▶ [Exercise brief]: Copy the records that follow exactly as written, but not their pictures.

▶ [Material for the task]:
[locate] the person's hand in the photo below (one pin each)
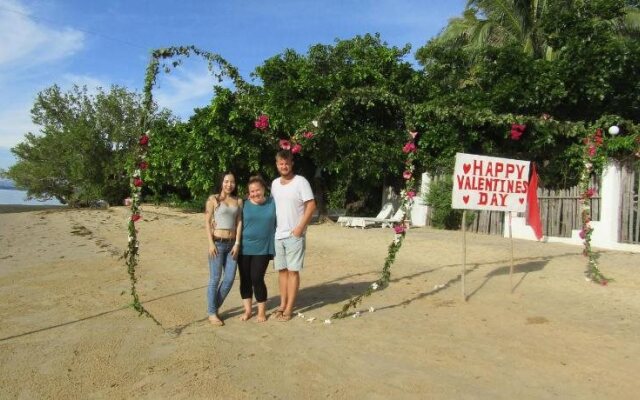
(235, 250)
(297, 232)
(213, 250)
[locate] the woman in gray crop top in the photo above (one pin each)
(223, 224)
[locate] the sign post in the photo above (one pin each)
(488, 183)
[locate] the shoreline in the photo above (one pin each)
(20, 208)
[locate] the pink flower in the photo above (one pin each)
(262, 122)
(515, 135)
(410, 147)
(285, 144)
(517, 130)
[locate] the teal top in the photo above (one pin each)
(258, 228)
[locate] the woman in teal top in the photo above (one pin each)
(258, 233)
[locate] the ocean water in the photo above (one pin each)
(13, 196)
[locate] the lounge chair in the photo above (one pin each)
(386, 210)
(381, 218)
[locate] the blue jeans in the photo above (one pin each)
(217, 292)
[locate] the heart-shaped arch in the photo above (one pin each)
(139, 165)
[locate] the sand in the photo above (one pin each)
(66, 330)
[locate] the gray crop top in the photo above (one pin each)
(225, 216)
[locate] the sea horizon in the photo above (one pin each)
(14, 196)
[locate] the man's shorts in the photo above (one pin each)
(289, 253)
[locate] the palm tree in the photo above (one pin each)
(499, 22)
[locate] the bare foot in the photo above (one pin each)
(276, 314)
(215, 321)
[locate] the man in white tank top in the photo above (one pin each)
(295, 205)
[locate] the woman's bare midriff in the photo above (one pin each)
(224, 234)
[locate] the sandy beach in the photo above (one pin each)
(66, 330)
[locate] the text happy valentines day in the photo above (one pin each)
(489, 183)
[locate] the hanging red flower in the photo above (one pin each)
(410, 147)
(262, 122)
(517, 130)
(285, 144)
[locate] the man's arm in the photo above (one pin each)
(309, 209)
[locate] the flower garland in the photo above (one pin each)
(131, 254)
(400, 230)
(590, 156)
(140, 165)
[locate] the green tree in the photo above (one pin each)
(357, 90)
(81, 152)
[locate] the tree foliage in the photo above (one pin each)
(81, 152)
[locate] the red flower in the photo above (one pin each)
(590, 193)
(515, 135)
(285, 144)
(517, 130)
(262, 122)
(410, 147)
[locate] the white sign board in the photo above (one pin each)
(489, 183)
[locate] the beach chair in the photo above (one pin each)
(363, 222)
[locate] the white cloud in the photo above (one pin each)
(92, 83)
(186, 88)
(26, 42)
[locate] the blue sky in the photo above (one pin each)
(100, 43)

▶ [Your solution]:
[locate] the person's hand in the photo below (one pin each)
(235, 250)
(297, 232)
(213, 250)
[locate] the woman in gray crop top in the photo above (one pin each)
(223, 224)
[locate] the sign post in the photo above (one pin each)
(488, 183)
[locate] the shoreline in the photo above (one pin each)
(20, 208)
[locate] the pink flower in the photo above (one pin each)
(262, 122)
(515, 135)
(410, 147)
(285, 144)
(517, 130)
[locate] the teal top in the photo above (one pin each)
(258, 228)
[locate] the woman in teal top in the photo above (one pin each)
(258, 233)
[locate] the ocean water in the photo above (one pin each)
(13, 196)
[locate] the lounge chair in the photo above (one pin each)
(386, 210)
(381, 218)
[locate] the blue jeans in the photo above (one pin each)
(217, 292)
[locate] the heart-shaped arch in the photo above (one pin each)
(139, 165)
[locate] the sand in the photo above (one pin each)
(66, 330)
[locate] the gray crop top in the photo above (one pin each)
(225, 216)
[locate] the sea horizon in the photo above (one pin each)
(14, 196)
[locate] the man's shorts in the photo above (one pin each)
(289, 253)
[locate] the palm tree in the photo above (one pin each)
(499, 22)
[locate] the bare foot in the photo above (one pin each)
(276, 314)
(215, 321)
[locate] the man in white tank top in the photo above (one pin each)
(295, 205)
[locate] the woman's bare midriff in the photo above (one pin each)
(224, 234)
[locate] the sandy beach in the photo above (one pin each)
(66, 330)
[locate] the text happy valentines day in the photo above (one pin each)
(489, 183)
[locate] the hanging red flower in the photo above (one pin each)
(410, 147)
(262, 122)
(517, 130)
(285, 144)
[locate] the man's arm in the photo above (one pin each)
(309, 209)
[locate] the flower garland in the photo above (one pin each)
(131, 254)
(400, 230)
(590, 156)
(140, 165)
[locate] the green tree in the photo above (one pin each)
(357, 90)
(81, 152)
[locate] the tree foliage in the photo above (one pin each)
(81, 152)
[locate] the red flower in the photo above (one pin each)
(590, 193)
(515, 135)
(285, 144)
(517, 130)
(262, 122)
(410, 147)
[locate] the white sign board in the photo above (one pin each)
(489, 183)
[locate] the beach chair in the photo above (one pin each)
(363, 222)
[locate] the white cloud in the photo above (one pin each)
(92, 83)
(186, 88)
(26, 42)
[locate] the blue sky in the photo above (one pin each)
(100, 43)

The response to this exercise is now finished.